Philip Van Artevelde, son of the preceding, was raised to the sovereignty during a revolt of the people in 1382. He defeated the Count of Flanders, and obtained possession of Bruges; but, in November of the same year, he was defeated and slain by the count, assisted by the French, in a battle fought near Rosbecq, and his body was ignominiously hung on a tree.

**ARTHritic**, a term applied by physicians, in a restricted sense, to painful affections of the joints arising from gout. The word is derived from *αγχος*, a joint.

**Arthur**, the celebrated hero of the Britons, is said to have been the son of Uther Pendragon, king of Britain, by Igerne, the wife of the Duke of Cornwall, and to have been born in 501. His life is a continued series of wonders. It is said that he killed 470 Saxons with his own hand in one day; and, after having subdued many mighty nations, and instituted the order of the Knights of the Round Table, died A.D. 542, of wounds which he received in battle. The most particular detail of his story and his exploits is that given by Geoffrey of Monmouth; but there the probable is so blended with the marvellous and extravagant, that not only the truth of the whole, but even the reality of Arthur's existence, has been called in question. In this controversy Mr Whittaker has taken much pains, in his *History of Manchester*, to vindicate the existence, and discriminate between the real and the fabulous transactions, of the British worthy. But a severe critic might be apt to say that it requires much faith in the author's judgment, not to suspect that he sometimes allows too much scope to fancy and conjecture. According to Mr Whittaker, Arthur's principal exploits were against the northern Saxons, whilst he was only prince of the Silures, and Ambrosius was the dictator or pendragon of the Britons.

"In a series probably of five campaigns, and in a succession certainly of eleven victories, this great commander had repelled the Saxons from the north of Flavia, dislodged them from all Maxima, and dispossessed them of all Valentia. And these were successes so unchequered with misfortunes, so great in themselves, and so beneficial to the public, that the name of Arthur claims the first rank in the list of military, and the better one of patriot, heroes." The twelfth battle of Arthur was fought in the south of England, after he was elected to the pendragonship, against Cerdic the Saxon.

"This," says Mr Whittaker, "was a most extraordinary victory, and completes the circle of Arthur's military glories."

::::

◆ **Task brief**
Echo the encyclopedia excerpt above word for word, between "Philip Van Artevelde, son" and "hung on a tree.", inclusive.

::::

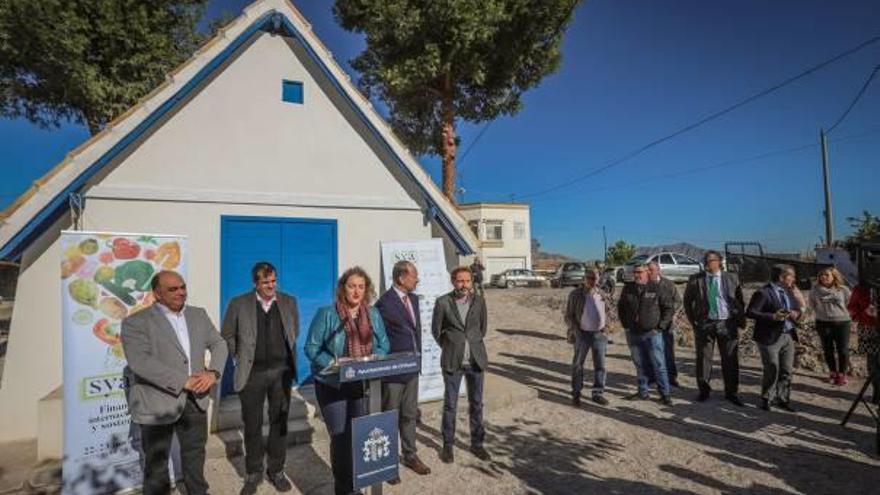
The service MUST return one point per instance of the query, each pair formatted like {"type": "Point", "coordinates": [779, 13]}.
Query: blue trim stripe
{"type": "Point", "coordinates": [14, 248]}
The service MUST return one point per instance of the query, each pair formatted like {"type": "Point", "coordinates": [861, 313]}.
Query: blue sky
{"type": "Point", "coordinates": [634, 71]}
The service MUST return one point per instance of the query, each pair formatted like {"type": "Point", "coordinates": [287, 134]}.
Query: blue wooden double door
{"type": "Point", "coordinates": [304, 251]}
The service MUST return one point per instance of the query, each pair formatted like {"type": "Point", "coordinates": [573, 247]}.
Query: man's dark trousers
{"type": "Point", "coordinates": [405, 398]}
{"type": "Point", "coordinates": [473, 376]}
{"type": "Point", "coordinates": [726, 334]}
{"type": "Point", "coordinates": [192, 433]}
{"type": "Point", "coordinates": [272, 385]}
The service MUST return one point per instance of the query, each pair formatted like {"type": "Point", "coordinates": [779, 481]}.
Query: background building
{"type": "Point", "coordinates": [504, 232]}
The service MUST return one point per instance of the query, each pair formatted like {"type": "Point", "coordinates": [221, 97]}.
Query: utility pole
{"type": "Point", "coordinates": [605, 242]}
{"type": "Point", "coordinates": [829, 226]}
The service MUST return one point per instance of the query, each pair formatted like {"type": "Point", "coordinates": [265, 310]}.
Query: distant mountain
{"type": "Point", "coordinates": [681, 247]}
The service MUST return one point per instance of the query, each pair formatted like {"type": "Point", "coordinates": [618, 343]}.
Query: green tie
{"type": "Point", "coordinates": [713, 298]}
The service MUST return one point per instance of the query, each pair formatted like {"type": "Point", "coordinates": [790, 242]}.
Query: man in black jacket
{"type": "Point", "coordinates": [399, 308]}
{"type": "Point", "coordinates": [655, 274]}
{"type": "Point", "coordinates": [776, 311]}
{"type": "Point", "coordinates": [713, 303]}
{"type": "Point", "coordinates": [645, 309]}
{"type": "Point", "coordinates": [459, 325]}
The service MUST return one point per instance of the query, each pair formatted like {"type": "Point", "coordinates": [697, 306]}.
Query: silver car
{"type": "Point", "coordinates": [674, 266]}
{"type": "Point", "coordinates": [517, 277]}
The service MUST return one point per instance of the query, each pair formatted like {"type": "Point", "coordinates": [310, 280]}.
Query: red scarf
{"type": "Point", "coordinates": [359, 335]}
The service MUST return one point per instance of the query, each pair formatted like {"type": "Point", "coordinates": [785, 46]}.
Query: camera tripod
{"type": "Point", "coordinates": [875, 414]}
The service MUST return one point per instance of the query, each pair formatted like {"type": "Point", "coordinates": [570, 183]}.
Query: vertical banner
{"type": "Point", "coordinates": [434, 281]}
{"type": "Point", "coordinates": [104, 278]}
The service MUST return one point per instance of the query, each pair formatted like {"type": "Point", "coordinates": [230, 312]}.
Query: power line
{"type": "Point", "coordinates": [473, 143]}
{"type": "Point", "coordinates": [727, 163]}
{"type": "Point", "coordinates": [855, 100]}
{"type": "Point", "coordinates": [704, 120]}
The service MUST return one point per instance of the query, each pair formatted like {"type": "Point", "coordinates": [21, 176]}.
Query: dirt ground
{"type": "Point", "coordinates": [540, 443]}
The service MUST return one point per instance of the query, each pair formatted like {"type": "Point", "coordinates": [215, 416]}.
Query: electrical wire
{"type": "Point", "coordinates": [704, 120]}
{"type": "Point", "coordinates": [855, 100]}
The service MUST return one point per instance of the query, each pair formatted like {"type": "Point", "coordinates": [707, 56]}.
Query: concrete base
{"type": "Point", "coordinates": [50, 424]}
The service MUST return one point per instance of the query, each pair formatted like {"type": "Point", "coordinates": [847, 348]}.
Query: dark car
{"type": "Point", "coordinates": [569, 274]}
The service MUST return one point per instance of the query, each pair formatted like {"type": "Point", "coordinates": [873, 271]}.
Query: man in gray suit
{"type": "Point", "coordinates": [169, 384]}
{"type": "Point", "coordinates": [260, 328]}
{"type": "Point", "coordinates": [459, 325]}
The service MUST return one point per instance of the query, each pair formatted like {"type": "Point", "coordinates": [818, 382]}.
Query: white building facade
{"type": "Point", "coordinates": [259, 147]}
{"type": "Point", "coordinates": [504, 233]}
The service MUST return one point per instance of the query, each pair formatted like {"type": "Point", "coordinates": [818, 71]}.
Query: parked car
{"type": "Point", "coordinates": [567, 274]}
{"type": "Point", "coordinates": [518, 278]}
{"type": "Point", "coordinates": [674, 266]}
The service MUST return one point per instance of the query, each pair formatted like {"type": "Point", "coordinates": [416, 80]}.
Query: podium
{"type": "Point", "coordinates": [374, 438]}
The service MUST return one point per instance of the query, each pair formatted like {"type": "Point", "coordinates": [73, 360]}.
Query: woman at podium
{"type": "Point", "coordinates": [348, 329]}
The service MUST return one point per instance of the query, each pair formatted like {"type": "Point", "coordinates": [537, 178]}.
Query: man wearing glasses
{"type": "Point", "coordinates": [714, 305]}
{"type": "Point", "coordinates": [644, 309]}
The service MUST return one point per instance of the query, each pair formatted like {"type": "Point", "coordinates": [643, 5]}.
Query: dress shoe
{"type": "Point", "coordinates": [447, 455]}
{"type": "Point", "coordinates": [251, 482]}
{"type": "Point", "coordinates": [480, 452]}
{"type": "Point", "coordinates": [413, 462]}
{"type": "Point", "coordinates": [280, 481]}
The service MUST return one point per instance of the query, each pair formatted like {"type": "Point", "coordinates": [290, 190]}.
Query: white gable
{"type": "Point", "coordinates": [238, 136]}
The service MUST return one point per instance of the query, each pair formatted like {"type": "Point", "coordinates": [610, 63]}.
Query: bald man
{"type": "Point", "coordinates": [169, 384]}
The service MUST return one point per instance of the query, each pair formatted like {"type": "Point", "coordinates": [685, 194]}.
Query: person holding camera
{"type": "Point", "coordinates": [864, 312]}
{"type": "Point", "coordinates": [776, 310]}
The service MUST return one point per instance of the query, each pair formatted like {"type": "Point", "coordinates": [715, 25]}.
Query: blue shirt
{"type": "Point", "coordinates": [720, 301]}
{"type": "Point", "coordinates": [782, 294]}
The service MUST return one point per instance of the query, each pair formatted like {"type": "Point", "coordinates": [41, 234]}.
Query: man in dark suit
{"type": "Point", "coordinates": [169, 384]}
{"type": "Point", "coordinates": [260, 328]}
{"type": "Point", "coordinates": [399, 308]}
{"type": "Point", "coordinates": [459, 325]}
{"type": "Point", "coordinates": [776, 310]}
{"type": "Point", "coordinates": [713, 303]}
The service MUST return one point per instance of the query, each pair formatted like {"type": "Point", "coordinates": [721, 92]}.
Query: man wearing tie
{"type": "Point", "coordinates": [399, 308]}
{"type": "Point", "coordinates": [714, 305]}
{"type": "Point", "coordinates": [775, 311]}
{"type": "Point", "coordinates": [169, 384]}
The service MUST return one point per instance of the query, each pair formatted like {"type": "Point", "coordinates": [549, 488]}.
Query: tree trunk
{"type": "Point", "coordinates": [448, 143]}
{"type": "Point", "coordinates": [93, 125]}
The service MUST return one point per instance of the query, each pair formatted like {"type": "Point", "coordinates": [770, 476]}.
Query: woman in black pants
{"type": "Point", "coordinates": [829, 300]}
{"type": "Point", "coordinates": [351, 328]}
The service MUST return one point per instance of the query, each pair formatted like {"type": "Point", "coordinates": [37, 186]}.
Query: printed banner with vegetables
{"type": "Point", "coordinates": [104, 278]}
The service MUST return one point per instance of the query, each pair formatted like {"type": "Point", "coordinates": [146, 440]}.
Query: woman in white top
{"type": "Point", "coordinates": [829, 300]}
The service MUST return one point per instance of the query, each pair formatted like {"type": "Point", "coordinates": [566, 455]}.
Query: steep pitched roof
{"type": "Point", "coordinates": [48, 199]}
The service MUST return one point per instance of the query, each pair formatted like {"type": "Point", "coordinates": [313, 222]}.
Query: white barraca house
{"type": "Point", "coordinates": [258, 147]}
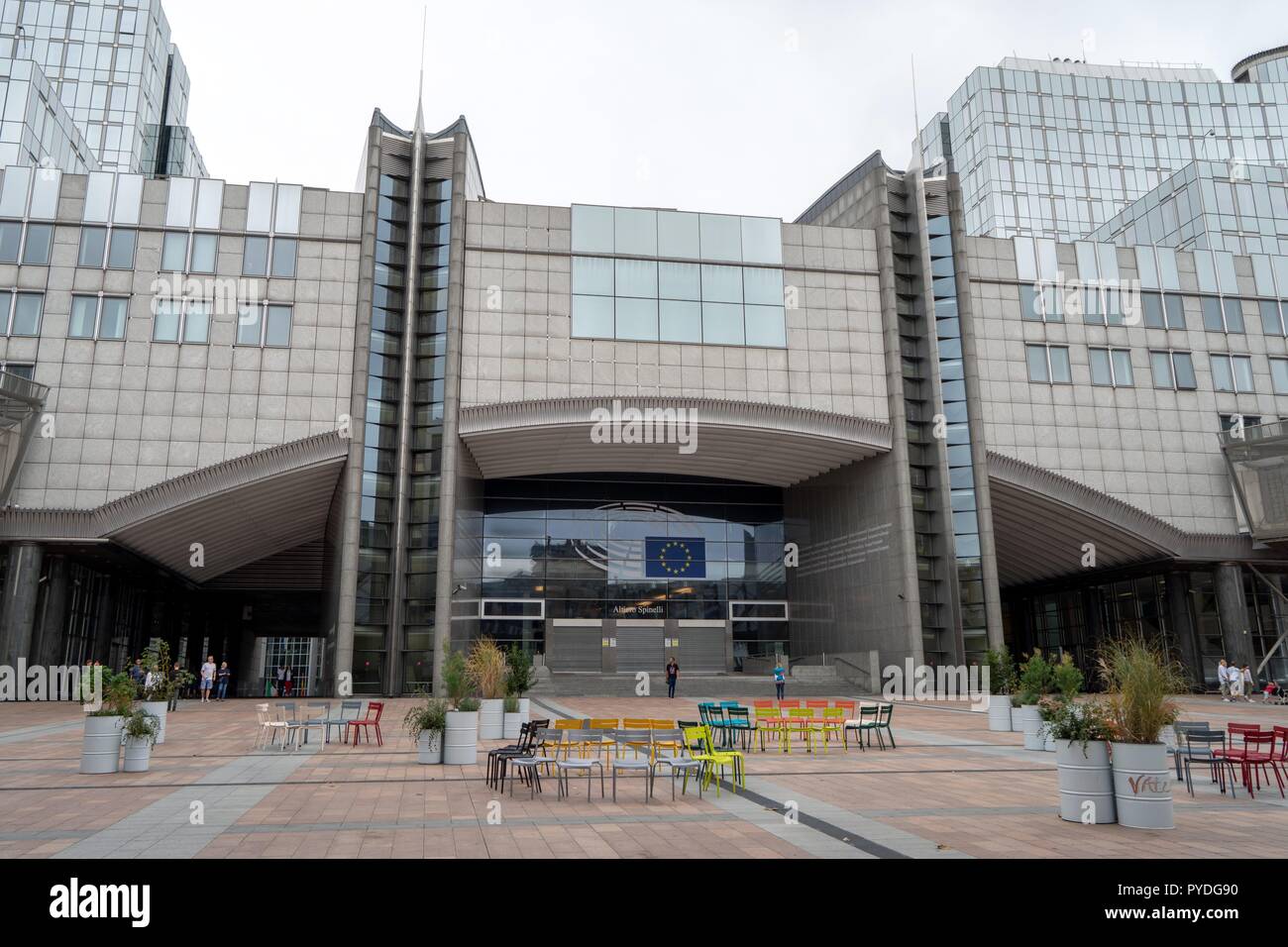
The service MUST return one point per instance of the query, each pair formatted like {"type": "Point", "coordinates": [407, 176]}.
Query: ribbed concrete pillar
{"type": "Point", "coordinates": [1233, 609]}
{"type": "Point", "coordinates": [18, 607]}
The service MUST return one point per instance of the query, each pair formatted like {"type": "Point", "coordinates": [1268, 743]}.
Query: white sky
{"type": "Point", "coordinates": [735, 106]}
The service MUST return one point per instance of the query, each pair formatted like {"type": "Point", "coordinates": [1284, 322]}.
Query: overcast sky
{"type": "Point", "coordinates": [745, 106]}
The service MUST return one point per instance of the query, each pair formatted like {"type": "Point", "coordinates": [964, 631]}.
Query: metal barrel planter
{"type": "Point", "coordinates": [1030, 722]}
{"type": "Point", "coordinates": [1086, 781]}
{"type": "Point", "coordinates": [490, 719]}
{"type": "Point", "coordinates": [101, 750]}
{"type": "Point", "coordinates": [462, 737]}
{"type": "Point", "coordinates": [1142, 785]}
{"type": "Point", "coordinates": [1000, 712]}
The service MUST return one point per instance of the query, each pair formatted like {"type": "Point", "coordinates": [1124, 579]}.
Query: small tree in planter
{"type": "Point", "coordinates": [138, 735]}
{"type": "Point", "coordinates": [462, 735]}
{"type": "Point", "coordinates": [487, 671]}
{"type": "Point", "coordinates": [1001, 682]}
{"type": "Point", "coordinates": [1141, 680]}
{"type": "Point", "coordinates": [518, 680]}
{"type": "Point", "coordinates": [1034, 682]}
{"type": "Point", "coordinates": [425, 724]}
{"type": "Point", "coordinates": [101, 746]}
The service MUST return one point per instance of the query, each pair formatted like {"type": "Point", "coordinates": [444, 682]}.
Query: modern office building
{"type": "Point", "coordinates": [94, 86]}
{"type": "Point", "coordinates": [353, 431]}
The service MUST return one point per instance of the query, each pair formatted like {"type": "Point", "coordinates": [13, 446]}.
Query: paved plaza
{"type": "Point", "coordinates": [951, 789]}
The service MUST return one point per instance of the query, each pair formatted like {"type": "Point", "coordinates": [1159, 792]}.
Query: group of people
{"type": "Point", "coordinates": [1235, 682]}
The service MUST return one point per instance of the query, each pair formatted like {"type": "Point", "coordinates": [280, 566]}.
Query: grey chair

::::

◆ **Answer below**
Philip Van Artevelde, son of the preceding, was raised to the sovereignty during a revolt of the people in 1382. He defeated the Count of Flanders, and obtained possession of Bruges; but, in November of the same year, he was defeated and slain by the count, assisted by the French, in a battle fought near Rosbecq, and his body was ignominiously hung on a tree.